• What is asked
Find every line in the data below that contains the string "chunks", and copy each of those lines.

--- BEGIN Record set ---

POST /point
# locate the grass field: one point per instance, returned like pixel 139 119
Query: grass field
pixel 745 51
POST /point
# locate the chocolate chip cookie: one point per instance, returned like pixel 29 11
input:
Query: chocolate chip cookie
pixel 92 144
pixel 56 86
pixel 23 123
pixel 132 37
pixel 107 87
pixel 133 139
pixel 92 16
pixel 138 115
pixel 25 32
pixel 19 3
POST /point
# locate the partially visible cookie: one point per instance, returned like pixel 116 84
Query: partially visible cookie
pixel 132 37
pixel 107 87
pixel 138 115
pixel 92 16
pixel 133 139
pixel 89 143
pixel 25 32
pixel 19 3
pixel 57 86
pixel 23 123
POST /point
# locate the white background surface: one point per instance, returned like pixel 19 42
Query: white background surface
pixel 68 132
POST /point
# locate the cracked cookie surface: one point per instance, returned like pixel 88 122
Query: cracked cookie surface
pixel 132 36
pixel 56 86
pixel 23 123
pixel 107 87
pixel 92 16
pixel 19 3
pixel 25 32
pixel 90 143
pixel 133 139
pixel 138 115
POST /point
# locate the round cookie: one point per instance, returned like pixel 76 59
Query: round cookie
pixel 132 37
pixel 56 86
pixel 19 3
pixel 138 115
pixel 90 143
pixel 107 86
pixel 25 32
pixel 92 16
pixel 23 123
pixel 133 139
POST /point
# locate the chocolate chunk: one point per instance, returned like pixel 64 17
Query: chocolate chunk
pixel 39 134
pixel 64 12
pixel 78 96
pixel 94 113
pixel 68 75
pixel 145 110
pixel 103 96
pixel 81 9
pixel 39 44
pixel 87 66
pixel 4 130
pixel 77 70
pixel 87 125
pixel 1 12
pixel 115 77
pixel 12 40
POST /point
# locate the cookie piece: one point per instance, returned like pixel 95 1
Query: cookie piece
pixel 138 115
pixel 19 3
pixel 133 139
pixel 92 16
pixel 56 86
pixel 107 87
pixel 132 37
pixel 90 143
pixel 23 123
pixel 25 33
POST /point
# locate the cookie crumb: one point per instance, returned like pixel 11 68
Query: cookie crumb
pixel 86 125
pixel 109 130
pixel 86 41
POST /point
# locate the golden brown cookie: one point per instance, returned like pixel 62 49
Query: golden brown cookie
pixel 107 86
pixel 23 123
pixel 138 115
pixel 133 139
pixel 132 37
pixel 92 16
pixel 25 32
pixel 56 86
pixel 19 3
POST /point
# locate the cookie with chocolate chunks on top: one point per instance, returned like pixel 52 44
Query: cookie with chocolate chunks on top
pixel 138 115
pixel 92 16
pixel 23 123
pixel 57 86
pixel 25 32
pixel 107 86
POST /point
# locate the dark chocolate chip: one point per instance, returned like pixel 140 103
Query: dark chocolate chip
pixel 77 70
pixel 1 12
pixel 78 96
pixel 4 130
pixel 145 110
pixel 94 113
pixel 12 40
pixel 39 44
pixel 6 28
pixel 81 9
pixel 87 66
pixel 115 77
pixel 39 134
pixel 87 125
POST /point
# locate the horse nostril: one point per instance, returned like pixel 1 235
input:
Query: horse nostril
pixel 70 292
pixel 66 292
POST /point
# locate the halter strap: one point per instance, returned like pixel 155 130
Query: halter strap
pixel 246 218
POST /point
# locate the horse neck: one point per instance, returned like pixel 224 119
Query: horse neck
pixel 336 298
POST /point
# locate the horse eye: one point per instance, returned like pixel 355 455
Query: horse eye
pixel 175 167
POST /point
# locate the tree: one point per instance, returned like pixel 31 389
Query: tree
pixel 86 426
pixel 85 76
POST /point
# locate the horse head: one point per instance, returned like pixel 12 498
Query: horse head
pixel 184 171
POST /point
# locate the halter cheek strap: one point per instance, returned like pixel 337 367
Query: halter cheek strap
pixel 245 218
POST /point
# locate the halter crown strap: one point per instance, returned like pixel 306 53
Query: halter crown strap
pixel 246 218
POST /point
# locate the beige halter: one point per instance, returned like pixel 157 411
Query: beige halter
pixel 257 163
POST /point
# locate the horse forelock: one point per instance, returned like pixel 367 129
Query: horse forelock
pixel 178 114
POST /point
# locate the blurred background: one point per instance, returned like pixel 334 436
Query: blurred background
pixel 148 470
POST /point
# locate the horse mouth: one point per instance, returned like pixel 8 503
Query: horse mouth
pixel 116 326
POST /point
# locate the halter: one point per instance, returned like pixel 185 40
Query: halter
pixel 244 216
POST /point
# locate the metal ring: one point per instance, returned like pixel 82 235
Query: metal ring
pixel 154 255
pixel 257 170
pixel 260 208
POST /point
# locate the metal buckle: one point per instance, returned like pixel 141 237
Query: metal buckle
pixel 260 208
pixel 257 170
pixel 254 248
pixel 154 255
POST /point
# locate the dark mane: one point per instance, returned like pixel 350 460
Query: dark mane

--- END Record set ---

• Solution
# locate the cookie with chocolate chunks on top: one point per instance, returned like pixel 52 44
Query: cookie with chocolate chunks on top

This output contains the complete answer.